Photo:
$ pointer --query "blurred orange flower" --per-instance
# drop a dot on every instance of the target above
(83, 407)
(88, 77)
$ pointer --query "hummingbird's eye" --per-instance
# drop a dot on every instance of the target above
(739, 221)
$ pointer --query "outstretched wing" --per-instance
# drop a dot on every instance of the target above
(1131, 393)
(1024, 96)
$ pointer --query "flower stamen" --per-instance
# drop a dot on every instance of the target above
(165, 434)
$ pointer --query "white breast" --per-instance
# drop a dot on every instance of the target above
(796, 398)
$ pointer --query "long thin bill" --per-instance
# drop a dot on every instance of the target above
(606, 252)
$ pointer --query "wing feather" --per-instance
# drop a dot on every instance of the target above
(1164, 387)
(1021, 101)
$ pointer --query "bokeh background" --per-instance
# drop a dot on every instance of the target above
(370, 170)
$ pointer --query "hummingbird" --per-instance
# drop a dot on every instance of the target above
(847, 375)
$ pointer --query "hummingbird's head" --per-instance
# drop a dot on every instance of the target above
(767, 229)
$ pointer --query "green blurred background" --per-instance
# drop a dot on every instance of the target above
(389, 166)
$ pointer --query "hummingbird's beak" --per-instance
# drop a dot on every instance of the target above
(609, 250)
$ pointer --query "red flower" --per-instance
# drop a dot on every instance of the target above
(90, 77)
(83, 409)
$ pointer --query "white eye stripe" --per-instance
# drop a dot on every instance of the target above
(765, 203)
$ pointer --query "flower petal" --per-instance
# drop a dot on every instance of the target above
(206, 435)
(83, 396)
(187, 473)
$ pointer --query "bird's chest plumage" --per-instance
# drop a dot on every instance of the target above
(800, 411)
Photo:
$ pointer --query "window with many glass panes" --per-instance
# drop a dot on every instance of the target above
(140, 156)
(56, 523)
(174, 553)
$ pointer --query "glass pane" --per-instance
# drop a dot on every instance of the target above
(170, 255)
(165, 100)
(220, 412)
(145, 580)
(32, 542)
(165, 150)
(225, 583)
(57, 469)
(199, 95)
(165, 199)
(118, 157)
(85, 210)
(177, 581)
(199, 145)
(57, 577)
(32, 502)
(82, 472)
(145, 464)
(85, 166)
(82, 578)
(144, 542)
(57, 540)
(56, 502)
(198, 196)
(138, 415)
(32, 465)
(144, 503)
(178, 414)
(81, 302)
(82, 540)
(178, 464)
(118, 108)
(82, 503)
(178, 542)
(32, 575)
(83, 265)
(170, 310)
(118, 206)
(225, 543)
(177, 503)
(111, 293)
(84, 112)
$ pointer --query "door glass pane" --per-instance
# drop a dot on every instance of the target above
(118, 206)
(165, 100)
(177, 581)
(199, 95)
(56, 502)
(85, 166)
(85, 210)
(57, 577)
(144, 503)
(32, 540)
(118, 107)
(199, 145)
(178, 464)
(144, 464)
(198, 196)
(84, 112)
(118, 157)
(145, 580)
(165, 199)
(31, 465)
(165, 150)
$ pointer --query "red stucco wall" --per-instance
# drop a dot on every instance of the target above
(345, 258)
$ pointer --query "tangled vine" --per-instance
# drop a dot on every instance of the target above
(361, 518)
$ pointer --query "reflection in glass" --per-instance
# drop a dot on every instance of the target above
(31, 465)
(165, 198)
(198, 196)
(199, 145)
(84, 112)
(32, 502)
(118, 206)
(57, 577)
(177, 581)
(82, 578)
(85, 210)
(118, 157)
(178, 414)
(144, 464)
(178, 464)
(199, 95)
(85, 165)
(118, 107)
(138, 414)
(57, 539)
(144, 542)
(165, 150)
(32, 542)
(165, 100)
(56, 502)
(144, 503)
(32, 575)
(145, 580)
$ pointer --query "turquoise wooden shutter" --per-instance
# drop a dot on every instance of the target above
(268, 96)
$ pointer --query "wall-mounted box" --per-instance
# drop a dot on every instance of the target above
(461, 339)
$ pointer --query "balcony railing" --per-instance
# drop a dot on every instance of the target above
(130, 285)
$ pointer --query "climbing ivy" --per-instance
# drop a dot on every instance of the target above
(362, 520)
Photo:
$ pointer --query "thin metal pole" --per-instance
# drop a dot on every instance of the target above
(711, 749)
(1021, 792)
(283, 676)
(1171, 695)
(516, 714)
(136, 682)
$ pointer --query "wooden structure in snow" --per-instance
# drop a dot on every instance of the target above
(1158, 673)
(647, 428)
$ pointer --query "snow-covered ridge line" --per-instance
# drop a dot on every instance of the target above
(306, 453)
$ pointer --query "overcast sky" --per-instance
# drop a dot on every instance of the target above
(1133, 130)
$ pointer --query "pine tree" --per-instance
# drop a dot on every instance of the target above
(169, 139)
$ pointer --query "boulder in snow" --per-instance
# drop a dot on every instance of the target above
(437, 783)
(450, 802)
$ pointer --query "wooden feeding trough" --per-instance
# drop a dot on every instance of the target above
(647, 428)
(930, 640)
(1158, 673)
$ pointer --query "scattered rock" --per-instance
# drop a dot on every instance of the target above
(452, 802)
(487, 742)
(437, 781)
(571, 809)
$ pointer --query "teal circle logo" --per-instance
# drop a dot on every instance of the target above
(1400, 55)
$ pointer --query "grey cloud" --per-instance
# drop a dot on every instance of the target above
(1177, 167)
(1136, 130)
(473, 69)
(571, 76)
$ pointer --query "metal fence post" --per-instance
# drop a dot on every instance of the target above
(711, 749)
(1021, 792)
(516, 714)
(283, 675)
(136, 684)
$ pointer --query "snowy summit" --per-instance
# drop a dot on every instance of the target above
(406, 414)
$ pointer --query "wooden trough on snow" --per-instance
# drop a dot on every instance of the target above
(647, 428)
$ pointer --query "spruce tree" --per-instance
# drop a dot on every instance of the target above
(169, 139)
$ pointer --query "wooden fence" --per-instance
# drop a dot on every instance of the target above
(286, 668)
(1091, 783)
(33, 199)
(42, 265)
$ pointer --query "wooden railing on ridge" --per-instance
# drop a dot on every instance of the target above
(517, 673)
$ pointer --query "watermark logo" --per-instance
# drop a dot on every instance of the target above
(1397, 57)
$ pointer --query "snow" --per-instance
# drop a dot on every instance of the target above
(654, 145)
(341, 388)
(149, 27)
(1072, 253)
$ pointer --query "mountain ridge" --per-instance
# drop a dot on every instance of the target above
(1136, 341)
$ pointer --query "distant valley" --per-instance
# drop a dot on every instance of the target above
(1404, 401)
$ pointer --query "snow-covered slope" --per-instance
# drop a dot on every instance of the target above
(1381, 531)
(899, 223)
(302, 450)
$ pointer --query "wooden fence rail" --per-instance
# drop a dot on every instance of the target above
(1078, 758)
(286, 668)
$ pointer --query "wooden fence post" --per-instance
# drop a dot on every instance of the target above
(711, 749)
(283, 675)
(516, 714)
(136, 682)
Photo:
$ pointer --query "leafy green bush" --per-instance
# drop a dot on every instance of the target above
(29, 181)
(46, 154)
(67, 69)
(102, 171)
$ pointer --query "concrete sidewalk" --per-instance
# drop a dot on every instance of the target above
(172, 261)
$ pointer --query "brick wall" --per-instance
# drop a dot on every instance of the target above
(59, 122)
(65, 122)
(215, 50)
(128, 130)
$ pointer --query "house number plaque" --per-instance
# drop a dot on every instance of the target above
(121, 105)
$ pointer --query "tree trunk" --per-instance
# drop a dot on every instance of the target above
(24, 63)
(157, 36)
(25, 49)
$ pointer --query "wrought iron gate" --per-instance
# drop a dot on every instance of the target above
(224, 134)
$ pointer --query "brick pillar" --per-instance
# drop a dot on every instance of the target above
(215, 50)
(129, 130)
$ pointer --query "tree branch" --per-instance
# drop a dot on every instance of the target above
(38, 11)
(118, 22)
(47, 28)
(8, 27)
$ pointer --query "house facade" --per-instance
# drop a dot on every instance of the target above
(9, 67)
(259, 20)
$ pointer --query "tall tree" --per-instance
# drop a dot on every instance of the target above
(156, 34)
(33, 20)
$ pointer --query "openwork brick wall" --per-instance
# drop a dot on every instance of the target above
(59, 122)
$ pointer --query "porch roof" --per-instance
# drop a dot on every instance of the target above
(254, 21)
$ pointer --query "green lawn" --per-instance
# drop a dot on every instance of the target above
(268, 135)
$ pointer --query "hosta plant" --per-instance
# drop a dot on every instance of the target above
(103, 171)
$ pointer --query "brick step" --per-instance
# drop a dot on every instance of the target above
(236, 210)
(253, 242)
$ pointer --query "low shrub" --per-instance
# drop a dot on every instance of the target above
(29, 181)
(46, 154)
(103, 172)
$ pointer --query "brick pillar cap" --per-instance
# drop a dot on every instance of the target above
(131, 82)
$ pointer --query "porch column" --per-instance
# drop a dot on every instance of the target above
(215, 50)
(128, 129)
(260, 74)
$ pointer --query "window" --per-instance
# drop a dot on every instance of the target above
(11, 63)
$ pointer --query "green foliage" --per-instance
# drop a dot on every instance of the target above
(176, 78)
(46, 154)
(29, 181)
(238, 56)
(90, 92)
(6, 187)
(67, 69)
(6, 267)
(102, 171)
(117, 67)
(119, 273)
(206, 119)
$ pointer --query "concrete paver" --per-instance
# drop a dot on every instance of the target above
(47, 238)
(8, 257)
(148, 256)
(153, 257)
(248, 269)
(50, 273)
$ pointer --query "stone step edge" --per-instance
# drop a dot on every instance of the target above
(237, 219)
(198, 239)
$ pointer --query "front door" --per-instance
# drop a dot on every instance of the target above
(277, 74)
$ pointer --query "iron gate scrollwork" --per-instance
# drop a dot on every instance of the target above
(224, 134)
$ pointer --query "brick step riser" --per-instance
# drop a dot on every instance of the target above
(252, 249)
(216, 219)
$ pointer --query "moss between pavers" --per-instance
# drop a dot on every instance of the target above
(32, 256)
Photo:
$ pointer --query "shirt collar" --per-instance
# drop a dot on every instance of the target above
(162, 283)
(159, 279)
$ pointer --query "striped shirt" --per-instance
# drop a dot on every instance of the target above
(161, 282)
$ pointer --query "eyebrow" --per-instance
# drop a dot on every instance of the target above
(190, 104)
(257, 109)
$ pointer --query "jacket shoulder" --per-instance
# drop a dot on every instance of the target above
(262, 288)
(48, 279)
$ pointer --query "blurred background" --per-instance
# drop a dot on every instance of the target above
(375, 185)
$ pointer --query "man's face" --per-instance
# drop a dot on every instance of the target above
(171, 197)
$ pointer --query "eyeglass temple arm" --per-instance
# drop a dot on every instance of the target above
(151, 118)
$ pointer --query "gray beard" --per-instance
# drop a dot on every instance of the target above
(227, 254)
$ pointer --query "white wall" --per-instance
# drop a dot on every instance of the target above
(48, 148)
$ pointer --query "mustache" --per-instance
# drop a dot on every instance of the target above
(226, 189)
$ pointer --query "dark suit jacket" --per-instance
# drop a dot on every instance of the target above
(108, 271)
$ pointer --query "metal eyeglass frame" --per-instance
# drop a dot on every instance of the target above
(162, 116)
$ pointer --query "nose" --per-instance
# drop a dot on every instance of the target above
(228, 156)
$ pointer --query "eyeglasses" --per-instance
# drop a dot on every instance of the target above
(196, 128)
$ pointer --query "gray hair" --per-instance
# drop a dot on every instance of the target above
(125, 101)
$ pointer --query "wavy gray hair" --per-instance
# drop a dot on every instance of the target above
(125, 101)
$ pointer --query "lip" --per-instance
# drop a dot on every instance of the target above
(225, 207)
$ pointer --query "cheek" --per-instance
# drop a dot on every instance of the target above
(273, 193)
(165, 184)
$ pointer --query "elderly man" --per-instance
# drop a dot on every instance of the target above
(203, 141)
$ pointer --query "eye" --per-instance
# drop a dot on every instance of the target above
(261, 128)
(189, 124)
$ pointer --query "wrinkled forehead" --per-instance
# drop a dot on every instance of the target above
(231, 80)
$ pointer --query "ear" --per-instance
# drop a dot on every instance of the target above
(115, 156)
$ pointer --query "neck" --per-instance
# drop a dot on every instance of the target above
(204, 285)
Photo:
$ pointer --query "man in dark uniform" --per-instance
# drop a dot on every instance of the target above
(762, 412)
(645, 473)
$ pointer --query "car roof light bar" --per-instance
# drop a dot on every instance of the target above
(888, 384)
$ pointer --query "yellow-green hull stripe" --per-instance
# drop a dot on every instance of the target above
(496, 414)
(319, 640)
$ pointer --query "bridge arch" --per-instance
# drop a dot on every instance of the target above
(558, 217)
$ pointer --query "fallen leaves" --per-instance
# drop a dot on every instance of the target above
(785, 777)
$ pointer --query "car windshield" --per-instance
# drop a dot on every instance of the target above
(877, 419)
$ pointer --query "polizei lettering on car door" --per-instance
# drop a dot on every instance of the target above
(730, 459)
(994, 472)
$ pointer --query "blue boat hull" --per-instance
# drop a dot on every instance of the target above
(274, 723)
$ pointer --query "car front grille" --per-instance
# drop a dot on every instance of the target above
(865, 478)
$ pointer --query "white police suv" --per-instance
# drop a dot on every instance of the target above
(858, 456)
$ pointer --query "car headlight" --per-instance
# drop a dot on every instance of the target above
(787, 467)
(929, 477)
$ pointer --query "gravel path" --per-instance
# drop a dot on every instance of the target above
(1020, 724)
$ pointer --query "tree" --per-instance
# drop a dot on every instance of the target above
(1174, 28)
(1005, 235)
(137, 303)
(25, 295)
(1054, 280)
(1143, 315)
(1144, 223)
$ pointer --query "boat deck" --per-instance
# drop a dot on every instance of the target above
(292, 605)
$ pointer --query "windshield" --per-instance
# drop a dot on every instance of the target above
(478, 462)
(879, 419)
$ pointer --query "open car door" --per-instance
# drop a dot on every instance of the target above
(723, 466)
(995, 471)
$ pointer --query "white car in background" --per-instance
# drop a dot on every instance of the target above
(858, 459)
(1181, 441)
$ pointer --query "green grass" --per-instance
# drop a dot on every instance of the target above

□ □ □ □

[What needs to be done] Find "thin" in the preceding records. Copy each line that holds it.

[Expected answer]
$ pointer --query "long thin bill" --per-instance
$ pointer --query "thin metal pole" --per-instance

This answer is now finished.